───── RECORDED DATA ─────

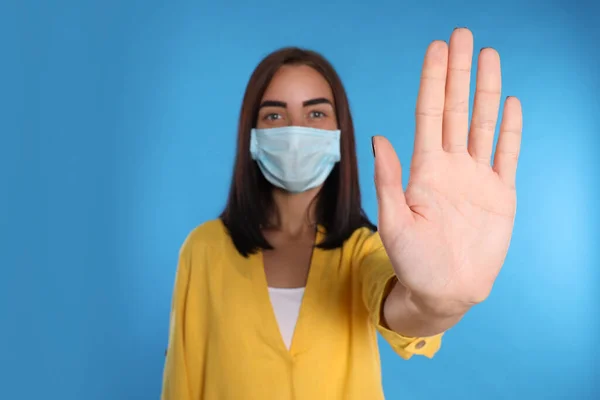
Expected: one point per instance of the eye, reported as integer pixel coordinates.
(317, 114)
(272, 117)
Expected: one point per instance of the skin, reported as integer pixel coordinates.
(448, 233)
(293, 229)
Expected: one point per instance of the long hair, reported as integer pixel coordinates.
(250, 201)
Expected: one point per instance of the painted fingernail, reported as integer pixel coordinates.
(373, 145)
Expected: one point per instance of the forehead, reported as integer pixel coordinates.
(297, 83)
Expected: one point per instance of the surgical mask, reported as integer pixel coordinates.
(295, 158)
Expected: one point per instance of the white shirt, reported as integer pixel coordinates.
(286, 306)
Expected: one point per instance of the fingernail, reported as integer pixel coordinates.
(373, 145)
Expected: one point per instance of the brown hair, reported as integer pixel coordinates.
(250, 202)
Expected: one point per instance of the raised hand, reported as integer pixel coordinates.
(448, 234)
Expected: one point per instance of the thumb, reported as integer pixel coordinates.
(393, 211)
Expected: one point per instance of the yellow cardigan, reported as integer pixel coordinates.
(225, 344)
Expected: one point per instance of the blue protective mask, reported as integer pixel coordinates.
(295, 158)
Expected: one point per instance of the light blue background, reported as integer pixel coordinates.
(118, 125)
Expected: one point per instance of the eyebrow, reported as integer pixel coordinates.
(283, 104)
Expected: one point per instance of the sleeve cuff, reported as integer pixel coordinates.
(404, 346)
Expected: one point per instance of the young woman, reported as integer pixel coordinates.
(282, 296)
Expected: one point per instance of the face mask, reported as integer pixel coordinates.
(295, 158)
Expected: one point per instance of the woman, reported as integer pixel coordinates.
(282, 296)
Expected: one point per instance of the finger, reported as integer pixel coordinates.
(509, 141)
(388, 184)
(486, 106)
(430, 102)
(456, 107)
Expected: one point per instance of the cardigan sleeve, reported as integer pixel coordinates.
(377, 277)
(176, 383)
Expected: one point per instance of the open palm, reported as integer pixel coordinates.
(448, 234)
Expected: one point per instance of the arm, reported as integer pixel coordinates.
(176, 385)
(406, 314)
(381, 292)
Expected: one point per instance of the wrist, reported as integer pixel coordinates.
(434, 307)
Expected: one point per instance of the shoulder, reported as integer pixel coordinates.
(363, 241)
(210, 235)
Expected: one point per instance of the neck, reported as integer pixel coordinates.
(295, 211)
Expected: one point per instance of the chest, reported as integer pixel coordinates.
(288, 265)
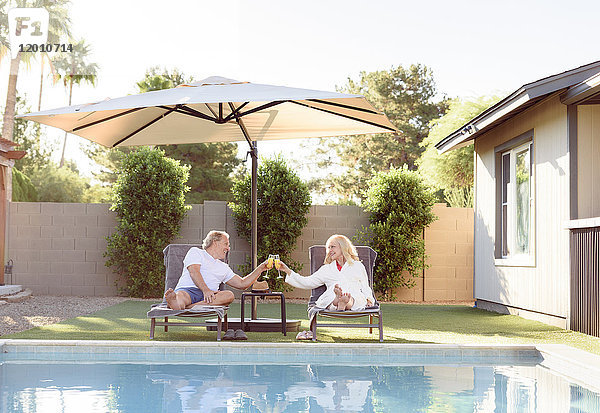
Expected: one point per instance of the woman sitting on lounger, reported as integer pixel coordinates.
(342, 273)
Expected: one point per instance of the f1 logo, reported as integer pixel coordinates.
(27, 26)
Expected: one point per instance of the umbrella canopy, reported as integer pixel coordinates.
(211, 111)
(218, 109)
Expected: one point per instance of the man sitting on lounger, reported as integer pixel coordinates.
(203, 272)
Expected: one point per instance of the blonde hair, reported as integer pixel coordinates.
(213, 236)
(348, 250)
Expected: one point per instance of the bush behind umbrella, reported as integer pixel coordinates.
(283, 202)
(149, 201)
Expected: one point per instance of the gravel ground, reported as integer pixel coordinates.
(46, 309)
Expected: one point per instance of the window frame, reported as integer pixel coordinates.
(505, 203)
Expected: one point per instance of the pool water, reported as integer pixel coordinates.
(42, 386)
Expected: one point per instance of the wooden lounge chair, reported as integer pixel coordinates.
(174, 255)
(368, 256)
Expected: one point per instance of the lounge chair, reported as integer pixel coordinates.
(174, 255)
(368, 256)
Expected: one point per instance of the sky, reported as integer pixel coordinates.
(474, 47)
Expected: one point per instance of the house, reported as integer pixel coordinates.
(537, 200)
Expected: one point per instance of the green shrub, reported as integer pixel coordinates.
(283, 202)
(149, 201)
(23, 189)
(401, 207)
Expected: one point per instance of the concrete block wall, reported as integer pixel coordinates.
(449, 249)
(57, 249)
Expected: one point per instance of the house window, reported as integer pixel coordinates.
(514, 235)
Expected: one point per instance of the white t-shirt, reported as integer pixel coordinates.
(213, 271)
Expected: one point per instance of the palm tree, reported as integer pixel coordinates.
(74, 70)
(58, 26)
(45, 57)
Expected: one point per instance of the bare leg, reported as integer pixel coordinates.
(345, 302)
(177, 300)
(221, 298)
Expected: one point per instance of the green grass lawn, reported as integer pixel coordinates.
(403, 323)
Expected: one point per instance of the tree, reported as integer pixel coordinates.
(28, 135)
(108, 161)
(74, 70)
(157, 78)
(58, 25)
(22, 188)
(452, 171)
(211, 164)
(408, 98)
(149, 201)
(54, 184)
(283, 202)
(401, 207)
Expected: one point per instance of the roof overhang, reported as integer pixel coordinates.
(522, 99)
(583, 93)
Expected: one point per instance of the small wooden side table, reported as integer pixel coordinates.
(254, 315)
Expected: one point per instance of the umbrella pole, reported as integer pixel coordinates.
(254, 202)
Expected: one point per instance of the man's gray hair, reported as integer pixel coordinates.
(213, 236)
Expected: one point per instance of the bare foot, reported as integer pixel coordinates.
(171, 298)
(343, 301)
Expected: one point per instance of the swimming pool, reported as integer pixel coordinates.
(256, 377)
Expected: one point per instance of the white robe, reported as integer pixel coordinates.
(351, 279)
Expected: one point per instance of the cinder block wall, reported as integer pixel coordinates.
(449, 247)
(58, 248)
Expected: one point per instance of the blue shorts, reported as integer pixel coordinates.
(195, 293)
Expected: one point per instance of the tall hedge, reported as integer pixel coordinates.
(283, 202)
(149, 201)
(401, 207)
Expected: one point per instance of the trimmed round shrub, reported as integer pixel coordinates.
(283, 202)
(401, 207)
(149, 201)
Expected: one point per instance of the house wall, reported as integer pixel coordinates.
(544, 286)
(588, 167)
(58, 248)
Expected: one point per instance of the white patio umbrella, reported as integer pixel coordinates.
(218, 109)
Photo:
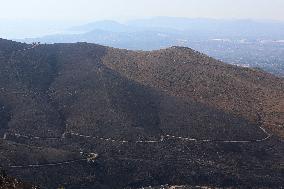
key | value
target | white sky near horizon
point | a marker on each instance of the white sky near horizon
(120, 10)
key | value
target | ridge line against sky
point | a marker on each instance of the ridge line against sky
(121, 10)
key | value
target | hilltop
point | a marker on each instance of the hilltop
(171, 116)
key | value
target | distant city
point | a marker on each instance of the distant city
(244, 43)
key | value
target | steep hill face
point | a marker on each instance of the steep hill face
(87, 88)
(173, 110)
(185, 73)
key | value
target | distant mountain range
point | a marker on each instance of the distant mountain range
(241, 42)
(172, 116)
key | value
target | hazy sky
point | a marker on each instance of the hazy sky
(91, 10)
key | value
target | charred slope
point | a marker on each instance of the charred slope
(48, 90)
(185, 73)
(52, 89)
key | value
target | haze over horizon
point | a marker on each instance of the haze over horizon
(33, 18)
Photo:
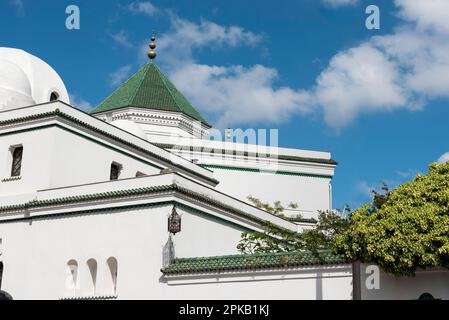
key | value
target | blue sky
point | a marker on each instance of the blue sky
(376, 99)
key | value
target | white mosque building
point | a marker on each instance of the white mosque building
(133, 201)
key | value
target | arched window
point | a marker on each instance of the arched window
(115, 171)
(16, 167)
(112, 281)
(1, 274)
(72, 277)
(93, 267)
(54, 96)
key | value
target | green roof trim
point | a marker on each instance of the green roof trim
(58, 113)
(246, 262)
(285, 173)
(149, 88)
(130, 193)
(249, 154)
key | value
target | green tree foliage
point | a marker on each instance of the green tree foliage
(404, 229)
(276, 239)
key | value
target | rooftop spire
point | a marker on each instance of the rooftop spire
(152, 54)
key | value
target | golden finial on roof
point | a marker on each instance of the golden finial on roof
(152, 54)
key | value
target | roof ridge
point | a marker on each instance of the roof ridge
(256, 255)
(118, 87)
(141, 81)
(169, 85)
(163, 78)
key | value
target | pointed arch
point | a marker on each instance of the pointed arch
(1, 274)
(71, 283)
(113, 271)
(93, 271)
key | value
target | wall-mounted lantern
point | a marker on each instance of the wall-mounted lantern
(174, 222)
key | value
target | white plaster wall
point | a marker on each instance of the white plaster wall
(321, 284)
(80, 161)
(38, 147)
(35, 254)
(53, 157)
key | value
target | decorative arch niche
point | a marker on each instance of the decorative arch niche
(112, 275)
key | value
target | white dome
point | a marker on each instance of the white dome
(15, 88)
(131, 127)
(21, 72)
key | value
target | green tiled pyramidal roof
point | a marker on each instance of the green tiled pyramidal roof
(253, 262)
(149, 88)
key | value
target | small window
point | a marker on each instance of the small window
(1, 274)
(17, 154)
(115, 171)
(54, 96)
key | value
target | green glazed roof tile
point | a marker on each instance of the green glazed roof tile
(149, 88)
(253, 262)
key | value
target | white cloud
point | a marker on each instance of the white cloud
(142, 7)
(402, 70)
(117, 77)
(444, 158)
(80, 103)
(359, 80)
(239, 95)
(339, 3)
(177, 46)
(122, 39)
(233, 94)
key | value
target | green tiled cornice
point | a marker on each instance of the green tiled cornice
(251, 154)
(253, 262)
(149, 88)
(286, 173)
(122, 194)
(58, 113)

─────
───── RECORDED DATA ─────

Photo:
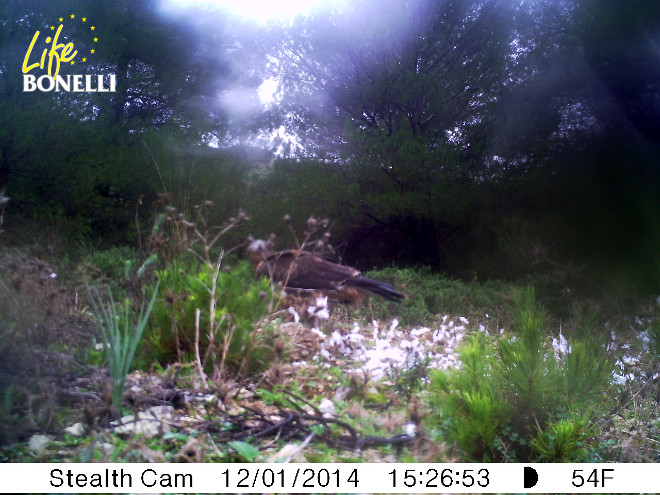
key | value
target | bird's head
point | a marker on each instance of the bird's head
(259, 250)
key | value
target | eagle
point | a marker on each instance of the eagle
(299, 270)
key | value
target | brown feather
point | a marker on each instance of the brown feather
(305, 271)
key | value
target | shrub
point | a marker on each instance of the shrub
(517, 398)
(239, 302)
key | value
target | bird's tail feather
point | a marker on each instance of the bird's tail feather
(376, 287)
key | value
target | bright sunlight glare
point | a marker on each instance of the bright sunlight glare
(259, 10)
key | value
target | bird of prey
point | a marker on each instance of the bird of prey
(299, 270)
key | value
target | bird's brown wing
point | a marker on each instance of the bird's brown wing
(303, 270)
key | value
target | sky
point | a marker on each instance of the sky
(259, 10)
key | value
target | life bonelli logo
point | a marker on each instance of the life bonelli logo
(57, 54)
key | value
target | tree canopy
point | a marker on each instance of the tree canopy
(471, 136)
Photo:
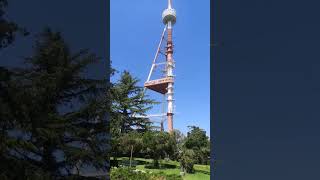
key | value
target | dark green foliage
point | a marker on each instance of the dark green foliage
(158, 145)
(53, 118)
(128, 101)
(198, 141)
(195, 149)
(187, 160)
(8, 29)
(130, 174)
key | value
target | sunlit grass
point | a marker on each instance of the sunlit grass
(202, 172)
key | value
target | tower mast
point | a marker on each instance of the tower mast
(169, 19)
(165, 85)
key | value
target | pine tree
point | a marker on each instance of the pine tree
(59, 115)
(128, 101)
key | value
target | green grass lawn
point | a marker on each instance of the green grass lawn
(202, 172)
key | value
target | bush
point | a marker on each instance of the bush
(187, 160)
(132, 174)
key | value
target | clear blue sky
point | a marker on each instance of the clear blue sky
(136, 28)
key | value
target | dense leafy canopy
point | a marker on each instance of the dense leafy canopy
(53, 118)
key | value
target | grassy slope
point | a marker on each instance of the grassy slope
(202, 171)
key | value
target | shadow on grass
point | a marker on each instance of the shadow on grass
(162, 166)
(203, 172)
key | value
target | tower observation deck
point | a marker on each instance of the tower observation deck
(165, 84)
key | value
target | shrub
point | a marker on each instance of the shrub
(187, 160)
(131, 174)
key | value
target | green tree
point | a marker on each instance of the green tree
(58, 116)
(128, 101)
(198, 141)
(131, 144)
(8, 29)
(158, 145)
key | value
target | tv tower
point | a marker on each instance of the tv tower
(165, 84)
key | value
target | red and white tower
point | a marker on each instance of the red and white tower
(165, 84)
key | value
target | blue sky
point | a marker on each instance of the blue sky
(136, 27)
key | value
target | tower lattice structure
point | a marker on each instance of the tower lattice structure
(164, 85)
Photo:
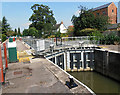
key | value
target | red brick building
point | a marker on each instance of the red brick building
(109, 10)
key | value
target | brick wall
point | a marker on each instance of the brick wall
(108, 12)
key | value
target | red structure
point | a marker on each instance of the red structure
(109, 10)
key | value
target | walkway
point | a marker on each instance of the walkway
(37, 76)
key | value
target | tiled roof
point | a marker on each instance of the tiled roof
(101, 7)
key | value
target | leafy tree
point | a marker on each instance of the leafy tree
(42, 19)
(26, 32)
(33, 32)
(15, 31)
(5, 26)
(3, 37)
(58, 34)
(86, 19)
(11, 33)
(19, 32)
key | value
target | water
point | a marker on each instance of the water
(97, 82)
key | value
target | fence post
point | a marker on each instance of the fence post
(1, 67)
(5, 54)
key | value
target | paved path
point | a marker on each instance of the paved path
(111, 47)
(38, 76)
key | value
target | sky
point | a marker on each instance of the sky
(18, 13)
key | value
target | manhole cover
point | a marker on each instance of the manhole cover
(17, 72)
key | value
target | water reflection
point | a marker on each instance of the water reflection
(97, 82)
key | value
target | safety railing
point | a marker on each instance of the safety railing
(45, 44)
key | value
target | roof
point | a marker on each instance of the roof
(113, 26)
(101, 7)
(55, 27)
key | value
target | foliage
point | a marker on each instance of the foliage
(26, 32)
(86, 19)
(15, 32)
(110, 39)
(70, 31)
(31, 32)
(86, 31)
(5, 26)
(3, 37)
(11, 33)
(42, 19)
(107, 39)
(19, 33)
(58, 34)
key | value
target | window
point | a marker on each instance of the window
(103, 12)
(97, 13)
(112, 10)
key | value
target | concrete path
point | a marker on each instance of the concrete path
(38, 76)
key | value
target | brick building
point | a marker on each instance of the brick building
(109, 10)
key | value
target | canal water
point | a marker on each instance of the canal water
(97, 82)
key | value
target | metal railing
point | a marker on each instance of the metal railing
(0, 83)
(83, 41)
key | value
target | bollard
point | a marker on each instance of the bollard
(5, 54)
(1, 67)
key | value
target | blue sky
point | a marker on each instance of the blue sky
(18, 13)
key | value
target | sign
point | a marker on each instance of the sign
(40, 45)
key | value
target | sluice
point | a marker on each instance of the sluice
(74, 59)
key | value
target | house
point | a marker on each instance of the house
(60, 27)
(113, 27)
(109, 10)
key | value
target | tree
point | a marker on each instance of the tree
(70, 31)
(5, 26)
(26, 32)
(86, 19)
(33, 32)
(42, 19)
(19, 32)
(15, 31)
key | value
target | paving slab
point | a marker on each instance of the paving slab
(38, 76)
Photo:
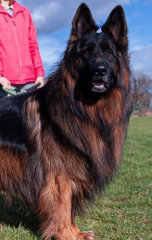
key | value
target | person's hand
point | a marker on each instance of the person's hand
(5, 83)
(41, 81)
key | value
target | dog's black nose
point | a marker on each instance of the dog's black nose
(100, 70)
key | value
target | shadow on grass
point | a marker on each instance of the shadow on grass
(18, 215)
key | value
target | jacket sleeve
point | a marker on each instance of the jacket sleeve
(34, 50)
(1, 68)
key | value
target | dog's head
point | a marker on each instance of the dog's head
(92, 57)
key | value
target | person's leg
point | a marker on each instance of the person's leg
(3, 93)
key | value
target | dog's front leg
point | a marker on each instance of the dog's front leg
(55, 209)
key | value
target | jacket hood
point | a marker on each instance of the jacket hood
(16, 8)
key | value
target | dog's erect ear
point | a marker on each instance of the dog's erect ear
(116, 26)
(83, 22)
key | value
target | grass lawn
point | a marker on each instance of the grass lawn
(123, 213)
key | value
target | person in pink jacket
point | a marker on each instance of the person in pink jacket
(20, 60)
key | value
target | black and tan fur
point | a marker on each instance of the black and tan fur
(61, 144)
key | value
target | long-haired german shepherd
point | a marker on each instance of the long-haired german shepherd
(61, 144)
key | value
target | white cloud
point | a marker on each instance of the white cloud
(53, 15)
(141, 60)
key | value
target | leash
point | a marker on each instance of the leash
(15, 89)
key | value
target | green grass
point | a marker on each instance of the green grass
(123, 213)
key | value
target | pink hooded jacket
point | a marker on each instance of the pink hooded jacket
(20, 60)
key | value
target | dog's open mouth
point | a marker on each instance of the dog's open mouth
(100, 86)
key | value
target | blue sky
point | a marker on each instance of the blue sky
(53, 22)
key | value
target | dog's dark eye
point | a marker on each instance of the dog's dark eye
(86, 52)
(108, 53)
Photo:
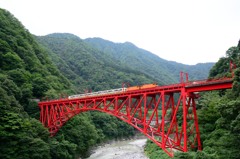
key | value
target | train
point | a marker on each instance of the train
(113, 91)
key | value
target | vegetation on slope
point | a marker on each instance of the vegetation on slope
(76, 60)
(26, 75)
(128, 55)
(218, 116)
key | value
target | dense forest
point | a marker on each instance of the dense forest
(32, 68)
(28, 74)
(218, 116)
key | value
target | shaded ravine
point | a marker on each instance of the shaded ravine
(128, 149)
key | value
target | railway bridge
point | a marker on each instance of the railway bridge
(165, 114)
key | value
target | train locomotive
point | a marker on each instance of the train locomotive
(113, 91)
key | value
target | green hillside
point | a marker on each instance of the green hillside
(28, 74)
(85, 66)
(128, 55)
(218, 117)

─────
───── RECORDED DATA ─────

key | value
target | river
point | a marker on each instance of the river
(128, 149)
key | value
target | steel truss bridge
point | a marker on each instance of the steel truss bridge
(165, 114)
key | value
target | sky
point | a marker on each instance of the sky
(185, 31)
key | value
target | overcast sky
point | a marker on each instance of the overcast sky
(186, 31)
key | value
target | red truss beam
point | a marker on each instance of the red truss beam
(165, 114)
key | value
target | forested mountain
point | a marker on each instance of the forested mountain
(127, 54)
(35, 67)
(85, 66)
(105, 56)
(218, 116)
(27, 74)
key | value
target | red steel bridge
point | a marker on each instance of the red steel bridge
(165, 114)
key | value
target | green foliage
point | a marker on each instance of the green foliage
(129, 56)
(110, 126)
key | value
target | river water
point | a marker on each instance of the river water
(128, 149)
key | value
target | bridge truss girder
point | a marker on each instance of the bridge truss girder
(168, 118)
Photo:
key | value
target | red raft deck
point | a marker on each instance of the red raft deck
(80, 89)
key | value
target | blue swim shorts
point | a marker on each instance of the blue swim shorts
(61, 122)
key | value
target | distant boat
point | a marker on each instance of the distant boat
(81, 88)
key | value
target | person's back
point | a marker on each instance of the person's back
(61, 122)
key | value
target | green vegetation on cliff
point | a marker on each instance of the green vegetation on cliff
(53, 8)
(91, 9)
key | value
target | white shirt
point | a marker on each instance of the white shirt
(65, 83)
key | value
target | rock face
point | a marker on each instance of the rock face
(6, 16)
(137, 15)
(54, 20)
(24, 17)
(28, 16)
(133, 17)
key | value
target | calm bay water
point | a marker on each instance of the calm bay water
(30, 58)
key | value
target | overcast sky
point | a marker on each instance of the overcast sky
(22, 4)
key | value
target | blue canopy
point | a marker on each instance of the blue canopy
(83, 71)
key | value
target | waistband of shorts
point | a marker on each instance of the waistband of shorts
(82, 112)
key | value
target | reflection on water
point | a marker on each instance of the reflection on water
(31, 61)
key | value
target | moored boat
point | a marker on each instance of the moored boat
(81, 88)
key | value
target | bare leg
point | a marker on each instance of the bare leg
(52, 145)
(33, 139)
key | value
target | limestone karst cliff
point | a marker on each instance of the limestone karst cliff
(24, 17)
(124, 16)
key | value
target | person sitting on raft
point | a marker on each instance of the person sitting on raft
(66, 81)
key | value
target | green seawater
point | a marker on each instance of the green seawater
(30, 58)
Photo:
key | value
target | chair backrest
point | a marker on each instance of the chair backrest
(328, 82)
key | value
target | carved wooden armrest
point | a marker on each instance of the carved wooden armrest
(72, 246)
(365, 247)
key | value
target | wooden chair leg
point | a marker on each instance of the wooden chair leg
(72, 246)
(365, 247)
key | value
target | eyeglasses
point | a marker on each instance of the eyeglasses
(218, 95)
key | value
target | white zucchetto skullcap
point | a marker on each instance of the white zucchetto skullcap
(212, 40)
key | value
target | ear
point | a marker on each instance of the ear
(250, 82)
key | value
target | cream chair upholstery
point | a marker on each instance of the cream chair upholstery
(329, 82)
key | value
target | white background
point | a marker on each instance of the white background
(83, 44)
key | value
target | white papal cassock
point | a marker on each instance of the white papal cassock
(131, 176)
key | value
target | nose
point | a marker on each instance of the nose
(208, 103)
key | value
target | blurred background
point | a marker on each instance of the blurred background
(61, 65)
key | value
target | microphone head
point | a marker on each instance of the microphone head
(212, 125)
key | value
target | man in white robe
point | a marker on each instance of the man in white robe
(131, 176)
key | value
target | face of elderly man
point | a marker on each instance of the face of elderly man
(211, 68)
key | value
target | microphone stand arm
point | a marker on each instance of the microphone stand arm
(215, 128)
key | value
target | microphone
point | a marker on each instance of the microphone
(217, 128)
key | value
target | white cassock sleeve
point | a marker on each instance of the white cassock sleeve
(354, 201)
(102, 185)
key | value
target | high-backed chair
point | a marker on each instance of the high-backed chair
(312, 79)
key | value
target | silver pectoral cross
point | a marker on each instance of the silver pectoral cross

─────

ACTIVITY :: Scan the lines above, and whenever one holds the string "cross", copy it.

RESPONSE TO THE EXERCISE ::
target | silver pectoral cross
point | a marker on each instance of the silver pectoral cross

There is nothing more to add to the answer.